(BRIEF)
For each entry that follows, write out an identical copy.

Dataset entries
◆ ◆ ◆ ◆ ◆
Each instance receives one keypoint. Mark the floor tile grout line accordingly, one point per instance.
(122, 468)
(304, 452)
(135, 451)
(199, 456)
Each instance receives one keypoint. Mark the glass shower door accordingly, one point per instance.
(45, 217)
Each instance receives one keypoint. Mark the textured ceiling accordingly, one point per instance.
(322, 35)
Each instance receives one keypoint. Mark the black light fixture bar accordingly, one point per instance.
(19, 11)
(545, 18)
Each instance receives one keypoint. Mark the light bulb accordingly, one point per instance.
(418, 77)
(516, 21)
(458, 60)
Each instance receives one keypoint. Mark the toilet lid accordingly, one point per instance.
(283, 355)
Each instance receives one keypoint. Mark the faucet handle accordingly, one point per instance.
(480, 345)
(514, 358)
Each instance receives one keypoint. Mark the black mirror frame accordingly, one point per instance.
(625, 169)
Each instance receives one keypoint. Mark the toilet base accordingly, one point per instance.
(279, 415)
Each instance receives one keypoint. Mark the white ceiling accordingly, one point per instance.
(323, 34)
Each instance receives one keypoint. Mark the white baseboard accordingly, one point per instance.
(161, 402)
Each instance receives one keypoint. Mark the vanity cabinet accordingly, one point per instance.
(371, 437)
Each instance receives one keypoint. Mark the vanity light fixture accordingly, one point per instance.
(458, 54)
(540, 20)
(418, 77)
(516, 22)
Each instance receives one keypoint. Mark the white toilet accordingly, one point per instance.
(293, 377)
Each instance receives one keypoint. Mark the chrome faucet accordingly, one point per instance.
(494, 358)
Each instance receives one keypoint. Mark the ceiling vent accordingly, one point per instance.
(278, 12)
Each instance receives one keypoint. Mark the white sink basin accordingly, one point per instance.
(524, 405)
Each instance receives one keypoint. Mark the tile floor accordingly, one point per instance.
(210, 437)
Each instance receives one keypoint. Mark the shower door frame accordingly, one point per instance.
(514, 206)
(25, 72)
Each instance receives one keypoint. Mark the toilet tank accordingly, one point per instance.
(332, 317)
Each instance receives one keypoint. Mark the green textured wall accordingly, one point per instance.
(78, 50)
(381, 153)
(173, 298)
◆ ◆ ◆ ◆ ◆
(SOLUTION FOR THIS PROBLEM)
Each instance receives one keypoint. Mark the floor tile grout line accordingly, one point per instance.
(122, 468)
(304, 452)
(135, 451)
(199, 456)
Each instance receives one keypoint. Mark the glass shower door accordingly, one point per instance.
(45, 217)
Each instance receives one keypoint. Mark the textured ceiling accordingly, one point per instance.
(322, 35)
Each instance receives one keypoint. Mark the black light fixture bar accordingly, one point per instance.
(19, 11)
(545, 18)
Each instance receives one keypoint. Mark the light bulb accordingly, one point per instance.
(418, 77)
(516, 21)
(458, 60)
Each instance receives one keypoint. Mark the toilet lid accordingly, one point per instance.
(283, 355)
Each instance receives one keypoint. Mark the faucet handle accordingly, one point per instance.
(480, 345)
(514, 358)
Each instance receives one keypoint. Mark the black mirror frame accordingly, one point per instance.
(625, 169)
Each instance receives one keypoint. Mark the toilet base accordingly, one point per instance.
(279, 415)
Each instance receives one keypoint. Mark the white ceiling accordingly, one point per instance.
(323, 34)
Each instance receives one keypoint. Mark the white baseboard accordingly, one point per instance.
(161, 402)
Each instance receives one keypoint. Mark the vanity cabinet accordingly, one point per instance.
(371, 437)
Each instance receives one keypoint. Mark the vanity light fixture accordingly, one point per instance.
(458, 54)
(540, 20)
(418, 77)
(516, 22)
Each instance receives one keypoint. Mark the white toilet accordingly, one point per instance.
(293, 377)
Each instance receives one keypoint. Mark the chrome faucet accordingly, one point per instance.
(494, 358)
Each instance receives one keypoint. Mark the ceiling vent accordingly, one point per instance.
(278, 12)
Each instance receives one keypoint. Mark the white sink basin accordingly, one point per instance.
(524, 405)
Each instance receives one keypoint. Mark the tile floor accordingly, one point per instance.
(210, 437)
Each instance receives one keypoint. Mark the shower door frame accordingly, one point per instance.
(514, 206)
(25, 72)
Each instance receives one keypoint. Mark the toilet tank accordingly, one point per instance.
(332, 317)
Each instance receives one keypoint. Mark the green textured wall accordingly, one point per instance.
(78, 50)
(381, 153)
(173, 298)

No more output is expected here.